* _AIM OF THE TASK_
Write out the listing again from the line with "of the dark" through the end, keeping the requests as they are but moving every point in the answers by adding 128 to each x and y coordinate. Leave the pictures out.

(Rows from a dataset)
»»

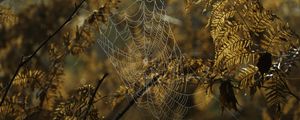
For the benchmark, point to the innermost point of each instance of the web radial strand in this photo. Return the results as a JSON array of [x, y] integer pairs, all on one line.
[[140, 44]]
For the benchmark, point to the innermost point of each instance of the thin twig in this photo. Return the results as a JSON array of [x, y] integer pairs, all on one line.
[[93, 96], [119, 111], [25, 60]]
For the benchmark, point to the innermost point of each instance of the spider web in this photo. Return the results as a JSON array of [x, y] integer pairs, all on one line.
[[139, 42]]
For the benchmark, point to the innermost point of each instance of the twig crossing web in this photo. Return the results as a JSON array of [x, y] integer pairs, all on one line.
[[140, 44]]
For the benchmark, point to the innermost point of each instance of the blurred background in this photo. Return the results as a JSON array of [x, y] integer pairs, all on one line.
[[73, 58]]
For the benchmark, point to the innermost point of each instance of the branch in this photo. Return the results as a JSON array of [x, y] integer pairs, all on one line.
[[24, 60], [120, 110], [93, 96]]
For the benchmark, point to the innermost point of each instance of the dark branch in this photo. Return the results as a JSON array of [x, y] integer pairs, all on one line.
[[124, 106], [93, 97], [25, 60]]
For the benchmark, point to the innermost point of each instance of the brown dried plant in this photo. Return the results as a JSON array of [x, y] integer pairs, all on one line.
[[254, 51]]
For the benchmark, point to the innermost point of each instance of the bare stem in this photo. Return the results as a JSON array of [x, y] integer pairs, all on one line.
[[25, 60], [93, 96]]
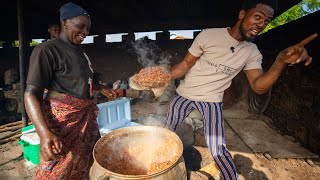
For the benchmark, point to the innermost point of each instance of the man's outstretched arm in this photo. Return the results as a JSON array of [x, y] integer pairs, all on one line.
[[261, 82]]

««

* _EXERCISE ANSWER_
For the benchmark, point to the innermost point of each instance of the dark branch in this photo. Return the results as a JSON array of [x, y] integer pairs, all on one line.
[[252, 234], [221, 225], [153, 188]]
For the benchmark, point to the innermost point of each instance of the brown dried plant in this photo. Return the results as a JSON array of [x, y] integer pairs, all on one line.
[[382, 179]]
For the benchmark, point to the innermost point of each instance of the bare stem in this photo. Return the results as a JSON array of [x, y] integer pairs, all on one line.
[[153, 188], [221, 224]]
For the benchmark, point to the innermost point of each instance of the man's outstretched arm in this photo. Return the results as a JSON array of [x, y] integer pairs, all on one line.
[[389, 210]]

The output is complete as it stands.